*OVERGENOMEN TEKST*.
TrosKompas

NOSTALGIE GT Rovers

Muziekfestival Woodstock

Van 15 tot en met 18 augustus 1969, precies vijftig jaar geleden dus, kwamen meer dan vierhonderdduizend mensen bijeen op wat ’s werelds beroemdste muziekfestival aller tijden zou worden. De organisatoren hadden ingeschat dat er misschien zo’n twee­honderdduizend mensen zouden komen naar de Woodstock Music & Art Fair. Het festival zou gehouden worden in het plaatsje Wallkill, zo’n honderd kilometer buiten New York. Buurtbewoners protesteerden zo fel, dat de organisatoren in allerijl moesten zoeken naar een andere locatie. Voor 75.000 dollar kregen ze melkveehouder Max Yasgur zover dat maar liefst 32 bands mochten komen optreden op zijn weiland in het plaatsje Bethel, in de buurt van Woodstock. De eerste dag dromden zoveel festivalgangers naar de kassa’s dat de organisatie besloot om de hekken maar weg te halen, zodat iedereen vrije toegang kreeg. De regen kwam met bakken uit de hemel, waardoor het publiek tot aan de kuiten in de blubber stond te luisteren naar de openingsact van Richie Havens met zijn geïmproviseerde versie van zijn nummer ‘Motherless child’.

*Gegevens voor puntlokalisatie in afbeeldingen*.
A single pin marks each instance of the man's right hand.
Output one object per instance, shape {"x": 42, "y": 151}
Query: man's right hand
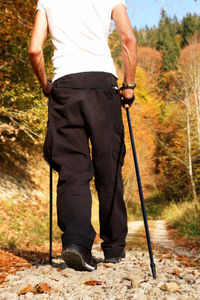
{"x": 127, "y": 97}
{"x": 47, "y": 88}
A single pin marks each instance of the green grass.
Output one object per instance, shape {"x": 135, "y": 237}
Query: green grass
{"x": 184, "y": 217}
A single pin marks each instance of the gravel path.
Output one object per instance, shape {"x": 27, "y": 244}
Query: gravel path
{"x": 160, "y": 236}
{"x": 130, "y": 279}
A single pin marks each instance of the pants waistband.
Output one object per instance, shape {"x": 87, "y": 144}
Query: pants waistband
{"x": 86, "y": 80}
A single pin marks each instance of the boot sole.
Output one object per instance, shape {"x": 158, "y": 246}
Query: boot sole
{"x": 74, "y": 260}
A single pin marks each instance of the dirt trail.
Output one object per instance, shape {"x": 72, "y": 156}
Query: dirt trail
{"x": 160, "y": 238}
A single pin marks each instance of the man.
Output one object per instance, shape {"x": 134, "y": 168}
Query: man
{"x": 85, "y": 104}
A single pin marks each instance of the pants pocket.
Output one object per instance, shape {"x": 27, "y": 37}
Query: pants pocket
{"x": 119, "y": 148}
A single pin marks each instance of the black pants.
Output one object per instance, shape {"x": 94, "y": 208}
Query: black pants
{"x": 87, "y": 106}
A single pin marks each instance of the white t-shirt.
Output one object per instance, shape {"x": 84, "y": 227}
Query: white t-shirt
{"x": 79, "y": 31}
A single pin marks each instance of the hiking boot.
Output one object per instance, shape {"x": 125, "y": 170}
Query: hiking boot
{"x": 114, "y": 259}
{"x": 78, "y": 258}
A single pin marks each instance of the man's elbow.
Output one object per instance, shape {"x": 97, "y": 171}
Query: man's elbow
{"x": 34, "y": 51}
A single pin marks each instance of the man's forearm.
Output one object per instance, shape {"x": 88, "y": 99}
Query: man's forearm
{"x": 129, "y": 50}
{"x": 37, "y": 62}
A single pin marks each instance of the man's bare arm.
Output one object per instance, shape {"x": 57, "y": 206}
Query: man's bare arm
{"x": 36, "y": 48}
{"x": 128, "y": 42}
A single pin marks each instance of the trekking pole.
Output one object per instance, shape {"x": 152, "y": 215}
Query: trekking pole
{"x": 50, "y": 213}
{"x": 153, "y": 267}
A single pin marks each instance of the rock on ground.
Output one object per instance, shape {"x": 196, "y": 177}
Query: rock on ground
{"x": 130, "y": 279}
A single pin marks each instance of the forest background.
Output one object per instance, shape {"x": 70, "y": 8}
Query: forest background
{"x": 165, "y": 119}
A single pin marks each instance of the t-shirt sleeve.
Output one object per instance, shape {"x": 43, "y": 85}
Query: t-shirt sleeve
{"x": 40, "y": 5}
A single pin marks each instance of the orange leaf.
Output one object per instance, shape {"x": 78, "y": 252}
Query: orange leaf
{"x": 26, "y": 290}
{"x": 93, "y": 282}
{"x": 41, "y": 288}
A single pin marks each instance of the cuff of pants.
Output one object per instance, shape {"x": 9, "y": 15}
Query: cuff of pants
{"x": 113, "y": 252}
{"x": 77, "y": 239}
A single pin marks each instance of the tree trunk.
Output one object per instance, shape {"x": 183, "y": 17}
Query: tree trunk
{"x": 188, "y": 110}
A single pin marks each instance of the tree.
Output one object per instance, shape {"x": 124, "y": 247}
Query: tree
{"x": 167, "y": 42}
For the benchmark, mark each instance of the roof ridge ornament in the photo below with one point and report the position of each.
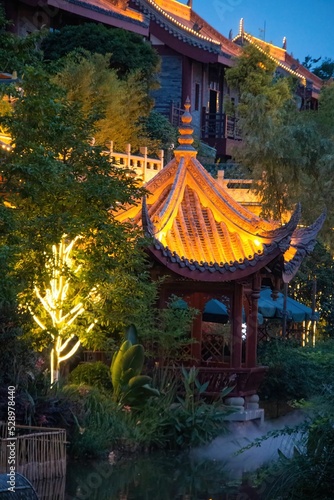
(185, 149)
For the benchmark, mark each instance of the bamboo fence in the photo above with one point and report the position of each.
(40, 453)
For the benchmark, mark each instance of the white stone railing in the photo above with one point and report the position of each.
(142, 166)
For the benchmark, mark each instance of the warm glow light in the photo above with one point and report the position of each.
(54, 299)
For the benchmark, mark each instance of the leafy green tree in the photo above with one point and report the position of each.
(16, 51)
(118, 106)
(61, 195)
(289, 153)
(324, 70)
(128, 52)
(264, 112)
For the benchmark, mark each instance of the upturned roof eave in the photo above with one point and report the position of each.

*OPDRACHT*. Som alle plaatsnamen op die in de tekst over het muziekfestival Woodstock worden genoemd.

*JOUW ANTWOORD*. In de tekst staan vier plaatsnamen: Wallkill, New York, Bethel en Woodstock.